___ Reading text ___

# New Coffee Website



## BigDmc (Aug 26, 2018)

Hi my names is Dic and just started my own roasted coffee bean Biz

Please take a look and feel free to tell me what you think.

Coffee Allstar


----------



## DavecUK (Aug 6, 2013)

I think you probably don't roast the coffee you sell...and £10 for 250g of Brazil Santos is an extremely high price for a commodity grade coffee as is £20 per Kg.


----------



## Glenn (Jun 14, 2008)

Hi Dic

Please read the advertising information on this link https://goo.gl/0t3gUr

We're here to help and can be contacted at any time

All the best

Glenn


----------



## MildredM (Feb 13, 2017)

I think you are pretty much on a hiding to nothing suggesting using a blender to grind beans (on a specialist coffee forum such as this)!


----------



## Glenn (Jun 14, 2008)

p.s Your refund policy needs addressing as it is for another site (or sites)

https://coffeeallstar.co.uk/pages/refund-policy


----------



## MildredM (Feb 13, 2017)

Glenn said:


> p.s Your refund policy needs addressing as it is for another site (or sites)
> 
> https://coffeeallstar.co.uk/pages/refund-policy


Looks like it may have been copied/pasted from another site - trading in dollars. Are you in the UK, @BigDmc ?vThere are many areas of your website that do not comply with distant selling regulations.

I would NOT want to trade with you with these, and other, issues.


----------



## Banjoman (Apr 18, 2017)

MildredM said:


> I *would want* to trade with you with issues such as this.


I think you may have "miss-spoken"

___ Material supplied ___

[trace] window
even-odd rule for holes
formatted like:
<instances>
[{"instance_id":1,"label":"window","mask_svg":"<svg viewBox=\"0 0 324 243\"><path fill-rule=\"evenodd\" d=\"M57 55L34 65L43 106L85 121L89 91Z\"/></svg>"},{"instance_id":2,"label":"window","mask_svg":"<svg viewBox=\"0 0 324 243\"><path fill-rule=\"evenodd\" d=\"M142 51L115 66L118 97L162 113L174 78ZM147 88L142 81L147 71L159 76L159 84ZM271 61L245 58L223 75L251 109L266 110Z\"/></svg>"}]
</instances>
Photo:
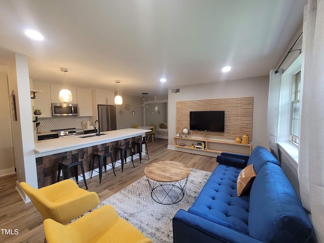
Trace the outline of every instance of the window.
<instances>
[{"instance_id":1,"label":"window","mask_svg":"<svg viewBox=\"0 0 324 243\"><path fill-rule=\"evenodd\" d=\"M299 103L300 98L301 71L293 75L291 129L289 140L298 145L299 138Z\"/></svg>"},{"instance_id":2,"label":"window","mask_svg":"<svg viewBox=\"0 0 324 243\"><path fill-rule=\"evenodd\" d=\"M301 54L281 75L278 120L279 149L285 157L290 158L289 161L296 170L298 164L300 106L302 102L301 64Z\"/></svg>"}]
</instances>

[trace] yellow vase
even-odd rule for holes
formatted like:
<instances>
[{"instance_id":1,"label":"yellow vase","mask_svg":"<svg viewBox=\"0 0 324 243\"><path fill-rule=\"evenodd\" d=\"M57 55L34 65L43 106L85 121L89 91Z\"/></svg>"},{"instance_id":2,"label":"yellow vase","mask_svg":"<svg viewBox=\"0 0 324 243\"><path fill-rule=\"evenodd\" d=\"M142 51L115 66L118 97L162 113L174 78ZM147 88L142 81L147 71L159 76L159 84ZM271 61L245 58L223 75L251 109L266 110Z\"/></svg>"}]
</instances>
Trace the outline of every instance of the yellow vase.
<instances>
[{"instance_id":1,"label":"yellow vase","mask_svg":"<svg viewBox=\"0 0 324 243\"><path fill-rule=\"evenodd\" d=\"M236 137L235 139L235 143L241 143L241 139L239 136Z\"/></svg>"},{"instance_id":2,"label":"yellow vase","mask_svg":"<svg viewBox=\"0 0 324 243\"><path fill-rule=\"evenodd\" d=\"M249 137L246 133L243 134L242 137L242 143L243 144L249 144Z\"/></svg>"}]
</instances>

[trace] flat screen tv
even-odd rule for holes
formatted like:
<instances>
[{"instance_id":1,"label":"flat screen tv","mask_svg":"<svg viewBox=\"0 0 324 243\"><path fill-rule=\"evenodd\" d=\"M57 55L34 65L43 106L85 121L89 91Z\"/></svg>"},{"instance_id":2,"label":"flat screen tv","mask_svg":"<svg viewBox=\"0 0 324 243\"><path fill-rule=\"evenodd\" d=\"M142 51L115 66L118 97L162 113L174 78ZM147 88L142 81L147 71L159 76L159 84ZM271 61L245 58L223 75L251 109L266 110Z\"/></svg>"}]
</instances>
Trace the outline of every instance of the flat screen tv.
<instances>
[{"instance_id":1,"label":"flat screen tv","mask_svg":"<svg viewBox=\"0 0 324 243\"><path fill-rule=\"evenodd\" d=\"M224 132L223 110L190 112L190 130L205 132Z\"/></svg>"}]
</instances>

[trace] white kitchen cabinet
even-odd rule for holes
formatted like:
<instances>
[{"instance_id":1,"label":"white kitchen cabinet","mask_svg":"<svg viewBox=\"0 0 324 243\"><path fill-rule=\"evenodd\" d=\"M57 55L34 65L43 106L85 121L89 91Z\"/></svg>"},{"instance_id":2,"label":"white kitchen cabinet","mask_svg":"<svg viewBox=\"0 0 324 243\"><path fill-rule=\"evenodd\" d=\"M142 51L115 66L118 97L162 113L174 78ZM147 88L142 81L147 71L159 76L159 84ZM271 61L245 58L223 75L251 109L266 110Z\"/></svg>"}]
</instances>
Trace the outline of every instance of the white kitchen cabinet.
<instances>
[{"instance_id":1,"label":"white kitchen cabinet","mask_svg":"<svg viewBox=\"0 0 324 243\"><path fill-rule=\"evenodd\" d=\"M59 99L60 91L64 89L64 85L51 85L51 97L52 103L63 103ZM72 101L70 103L77 104L76 88L66 86L66 89L69 90L72 93Z\"/></svg>"},{"instance_id":2,"label":"white kitchen cabinet","mask_svg":"<svg viewBox=\"0 0 324 243\"><path fill-rule=\"evenodd\" d=\"M79 116L92 116L92 95L90 89L76 88Z\"/></svg>"},{"instance_id":3,"label":"white kitchen cabinet","mask_svg":"<svg viewBox=\"0 0 324 243\"><path fill-rule=\"evenodd\" d=\"M49 84L34 82L33 82L32 86L33 90L43 90L43 92L35 94L36 98L34 99L34 109L40 109L42 117L52 117L51 86Z\"/></svg>"}]
</instances>

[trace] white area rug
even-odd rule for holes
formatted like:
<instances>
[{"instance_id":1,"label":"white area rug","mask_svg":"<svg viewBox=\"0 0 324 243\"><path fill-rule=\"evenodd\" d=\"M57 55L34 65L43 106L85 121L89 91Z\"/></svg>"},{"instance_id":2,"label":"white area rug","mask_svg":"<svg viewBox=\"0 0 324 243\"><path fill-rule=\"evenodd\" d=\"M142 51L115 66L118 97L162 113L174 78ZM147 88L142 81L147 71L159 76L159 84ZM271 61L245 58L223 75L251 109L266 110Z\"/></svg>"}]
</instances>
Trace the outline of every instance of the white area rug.
<instances>
[{"instance_id":1,"label":"white area rug","mask_svg":"<svg viewBox=\"0 0 324 243\"><path fill-rule=\"evenodd\" d=\"M180 209L187 210L192 205L211 175L210 172L190 170L184 196L176 204L163 205L153 200L144 176L105 199L101 205L112 205L119 217L153 242L173 242L172 218Z\"/></svg>"}]
</instances>

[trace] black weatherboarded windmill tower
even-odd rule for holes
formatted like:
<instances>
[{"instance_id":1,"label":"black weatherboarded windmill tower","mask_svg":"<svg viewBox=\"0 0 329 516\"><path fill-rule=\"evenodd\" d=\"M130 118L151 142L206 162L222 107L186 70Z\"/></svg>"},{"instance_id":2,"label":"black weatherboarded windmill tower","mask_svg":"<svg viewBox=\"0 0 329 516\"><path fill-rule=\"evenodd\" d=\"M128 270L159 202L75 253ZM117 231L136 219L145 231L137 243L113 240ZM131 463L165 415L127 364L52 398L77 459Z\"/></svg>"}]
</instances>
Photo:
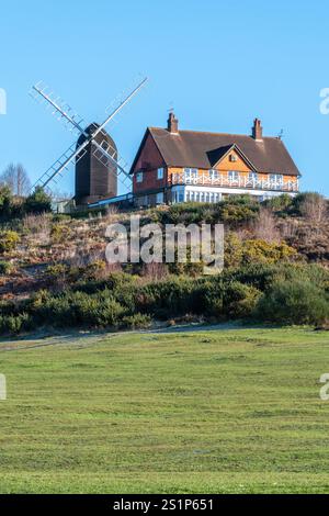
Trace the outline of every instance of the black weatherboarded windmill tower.
<instances>
[{"instance_id":1,"label":"black weatherboarded windmill tower","mask_svg":"<svg viewBox=\"0 0 329 516\"><path fill-rule=\"evenodd\" d=\"M61 99L48 91L47 87L36 85L32 88L32 96L36 100L50 106L57 116L70 131L79 135L78 143L72 144L36 181L36 187L48 188L56 182L69 166L76 164L76 195L77 204L90 204L102 199L117 195L117 180L131 190L132 178L126 171L126 164L118 156L117 148L105 127L114 120L122 109L145 86L147 78L123 97L116 108L101 124L90 124L87 128L83 119L72 111Z\"/></svg>"},{"instance_id":2,"label":"black weatherboarded windmill tower","mask_svg":"<svg viewBox=\"0 0 329 516\"><path fill-rule=\"evenodd\" d=\"M87 135L91 136L98 124L91 124L81 134L77 149L87 141ZM86 135L87 134L87 135ZM106 146L111 155L117 161L116 145L111 136L104 131L95 137L95 142L102 147ZM105 143L105 145L104 145ZM89 204L104 198L117 195L117 166L113 162L101 161L93 153L92 144L86 147L83 156L77 156L76 162L76 203Z\"/></svg>"}]
</instances>

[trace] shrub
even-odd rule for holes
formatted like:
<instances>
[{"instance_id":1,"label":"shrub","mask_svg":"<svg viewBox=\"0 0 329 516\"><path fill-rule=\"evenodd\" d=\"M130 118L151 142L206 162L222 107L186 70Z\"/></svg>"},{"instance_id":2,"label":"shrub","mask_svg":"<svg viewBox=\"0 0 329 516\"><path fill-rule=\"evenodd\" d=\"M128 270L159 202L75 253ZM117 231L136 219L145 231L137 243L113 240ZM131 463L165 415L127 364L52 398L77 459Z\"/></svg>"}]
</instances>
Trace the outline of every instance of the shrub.
<instances>
[{"instance_id":1,"label":"shrub","mask_svg":"<svg viewBox=\"0 0 329 516\"><path fill-rule=\"evenodd\" d=\"M0 253L13 250L20 240L19 234L12 231L0 231Z\"/></svg>"},{"instance_id":2,"label":"shrub","mask_svg":"<svg viewBox=\"0 0 329 516\"><path fill-rule=\"evenodd\" d=\"M115 326L126 312L109 291L93 295L71 291L50 295L41 291L31 300L30 310L41 323L61 327Z\"/></svg>"},{"instance_id":3,"label":"shrub","mask_svg":"<svg viewBox=\"0 0 329 516\"><path fill-rule=\"evenodd\" d=\"M25 199L23 209L25 213L45 213L52 211L52 199L42 187Z\"/></svg>"},{"instance_id":4,"label":"shrub","mask_svg":"<svg viewBox=\"0 0 329 516\"><path fill-rule=\"evenodd\" d=\"M259 203L249 195L232 195L219 204L219 220L240 223L258 217Z\"/></svg>"},{"instance_id":5,"label":"shrub","mask_svg":"<svg viewBox=\"0 0 329 516\"><path fill-rule=\"evenodd\" d=\"M9 261L0 260L0 274L9 274L12 270L12 265Z\"/></svg>"},{"instance_id":6,"label":"shrub","mask_svg":"<svg viewBox=\"0 0 329 516\"><path fill-rule=\"evenodd\" d=\"M246 318L254 311L261 292L254 287L234 281L224 289L223 307L228 318Z\"/></svg>"},{"instance_id":7,"label":"shrub","mask_svg":"<svg viewBox=\"0 0 329 516\"><path fill-rule=\"evenodd\" d=\"M241 240L236 233L225 239L225 266L243 267L248 263L277 263L297 258L296 249L285 243L268 243L262 239Z\"/></svg>"},{"instance_id":8,"label":"shrub","mask_svg":"<svg viewBox=\"0 0 329 516\"><path fill-rule=\"evenodd\" d=\"M126 315L122 318L120 326L122 328L145 329L151 325L151 317L147 314Z\"/></svg>"},{"instance_id":9,"label":"shrub","mask_svg":"<svg viewBox=\"0 0 329 516\"><path fill-rule=\"evenodd\" d=\"M281 281L263 294L256 314L265 322L322 324L329 319L329 301L326 293L309 281Z\"/></svg>"},{"instance_id":10,"label":"shrub","mask_svg":"<svg viewBox=\"0 0 329 516\"><path fill-rule=\"evenodd\" d=\"M54 224L50 231L53 244L64 244L70 236L70 228L63 224Z\"/></svg>"},{"instance_id":11,"label":"shrub","mask_svg":"<svg viewBox=\"0 0 329 516\"><path fill-rule=\"evenodd\" d=\"M29 314L0 315L0 333L19 334L32 328L32 319Z\"/></svg>"},{"instance_id":12,"label":"shrub","mask_svg":"<svg viewBox=\"0 0 329 516\"><path fill-rule=\"evenodd\" d=\"M288 210L293 206L293 198L291 198L291 195L287 193L283 193L282 195L266 199L262 204L276 213L284 214L287 213Z\"/></svg>"}]
</instances>

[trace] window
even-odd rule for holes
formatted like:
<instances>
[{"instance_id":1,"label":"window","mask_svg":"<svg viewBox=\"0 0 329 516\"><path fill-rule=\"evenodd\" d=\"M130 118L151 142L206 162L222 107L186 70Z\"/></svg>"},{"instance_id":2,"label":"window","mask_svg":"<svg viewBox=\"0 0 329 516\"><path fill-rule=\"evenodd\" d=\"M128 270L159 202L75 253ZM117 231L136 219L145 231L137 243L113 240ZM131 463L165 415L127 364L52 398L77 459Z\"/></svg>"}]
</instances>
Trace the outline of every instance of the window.
<instances>
[{"instance_id":1,"label":"window","mask_svg":"<svg viewBox=\"0 0 329 516\"><path fill-rule=\"evenodd\" d=\"M229 179L230 181L238 181L238 180L239 180L239 176L240 176L239 172L237 172L237 171L235 171L235 170L230 170L230 171L228 172L228 179Z\"/></svg>"},{"instance_id":2,"label":"window","mask_svg":"<svg viewBox=\"0 0 329 516\"><path fill-rule=\"evenodd\" d=\"M157 178L158 179L163 179L163 177L164 177L164 169L163 168L158 168Z\"/></svg>"},{"instance_id":3,"label":"window","mask_svg":"<svg viewBox=\"0 0 329 516\"><path fill-rule=\"evenodd\" d=\"M136 173L136 182L143 182L143 172Z\"/></svg>"},{"instance_id":4,"label":"window","mask_svg":"<svg viewBox=\"0 0 329 516\"><path fill-rule=\"evenodd\" d=\"M163 192L157 193L157 204L163 204Z\"/></svg>"},{"instance_id":5,"label":"window","mask_svg":"<svg viewBox=\"0 0 329 516\"><path fill-rule=\"evenodd\" d=\"M197 168L184 168L184 173L188 181L193 181L193 179L197 179L198 170Z\"/></svg>"},{"instance_id":6,"label":"window","mask_svg":"<svg viewBox=\"0 0 329 516\"><path fill-rule=\"evenodd\" d=\"M218 179L219 178L219 171L218 170L209 170L209 176L211 176L212 180Z\"/></svg>"},{"instance_id":7,"label":"window","mask_svg":"<svg viewBox=\"0 0 329 516\"><path fill-rule=\"evenodd\" d=\"M270 181L283 183L282 173L270 173Z\"/></svg>"}]
</instances>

___

Copy everything in the coffee website thread above from "Looks like it" down to "and other, issues.", word for word.

### Answer to the exercise
Looks like it may have been copied/pasted from another site - trading in dollars. Are you in the UK, @BigDmc ?vThere are many areas of your website that do not comply with distant selling regulations.

I would NOT want to trade with you with these, and other, issues.